Studio album by Stephan Micus
- Released: 1997
- Recorded: 1995–1996
- Genre: World fusion, new age, ambient
- Length: 51:15
- Label: ECM ECM 1632
- Producer: Stephan Micus

Stephan Micus chronology
| Athos (1994) | The Garden of Mirrors (1997) | Desert Poem (2001) |

= The Garden of Mirrors =

The Garden of Mirrors is an album by Stephan Micus recorded between 1995–1996 and released on ECM the following year.

AllMusic described the album as "a set of gentle pieces constructed largely around acoustic sounds and simple percussion."

== Background ==
Like his previous efforts, Micus plays every instrument via overdubbing: he also provides all of the voices for the 20-man chorus in three of the tracks.

> STORED RECORDS

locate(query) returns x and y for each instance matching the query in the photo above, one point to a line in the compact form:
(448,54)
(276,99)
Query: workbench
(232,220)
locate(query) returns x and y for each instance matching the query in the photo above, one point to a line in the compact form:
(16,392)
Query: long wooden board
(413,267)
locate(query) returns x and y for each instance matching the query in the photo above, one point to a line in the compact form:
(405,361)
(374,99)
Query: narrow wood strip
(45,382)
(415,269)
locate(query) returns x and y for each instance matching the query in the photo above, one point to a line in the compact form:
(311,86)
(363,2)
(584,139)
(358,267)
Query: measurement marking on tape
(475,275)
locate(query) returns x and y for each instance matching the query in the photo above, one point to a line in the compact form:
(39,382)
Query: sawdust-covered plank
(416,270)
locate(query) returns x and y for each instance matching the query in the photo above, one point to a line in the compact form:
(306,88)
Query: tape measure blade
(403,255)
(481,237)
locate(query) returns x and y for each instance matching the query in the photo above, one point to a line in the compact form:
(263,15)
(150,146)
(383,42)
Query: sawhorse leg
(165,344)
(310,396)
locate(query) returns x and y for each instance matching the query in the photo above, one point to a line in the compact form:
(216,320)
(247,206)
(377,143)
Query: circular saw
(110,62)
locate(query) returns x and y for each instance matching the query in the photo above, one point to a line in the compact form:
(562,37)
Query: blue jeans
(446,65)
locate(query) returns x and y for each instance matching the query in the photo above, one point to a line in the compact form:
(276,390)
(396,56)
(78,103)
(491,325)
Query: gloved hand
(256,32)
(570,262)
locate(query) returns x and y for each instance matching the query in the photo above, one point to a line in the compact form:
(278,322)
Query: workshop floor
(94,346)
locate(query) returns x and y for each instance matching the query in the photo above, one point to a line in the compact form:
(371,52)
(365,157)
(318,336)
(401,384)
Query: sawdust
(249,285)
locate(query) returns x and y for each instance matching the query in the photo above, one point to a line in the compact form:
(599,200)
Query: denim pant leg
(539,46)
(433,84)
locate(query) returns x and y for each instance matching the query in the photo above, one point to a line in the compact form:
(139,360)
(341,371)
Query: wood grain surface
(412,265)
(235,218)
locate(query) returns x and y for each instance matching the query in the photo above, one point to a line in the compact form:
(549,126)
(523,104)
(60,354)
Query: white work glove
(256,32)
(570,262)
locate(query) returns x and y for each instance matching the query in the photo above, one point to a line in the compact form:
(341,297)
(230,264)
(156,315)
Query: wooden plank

> REQUIRED TASKS
#1 Using the album page, answer:
(a) Which label released the album, and under what catalog number?
(b) In the chronology, which album comes right after this one?
(c) In how many tracks does Micus sing all the voices of a 20-man chorus?
#2 List every genre the album page gives for this album.

> ANSWERS TO THE EXERCISE
#1
(a) ECM, catalog number ECM 1632
(b) Desert Poem (2001)
(c) Three

#2 World fusion, new age, ambient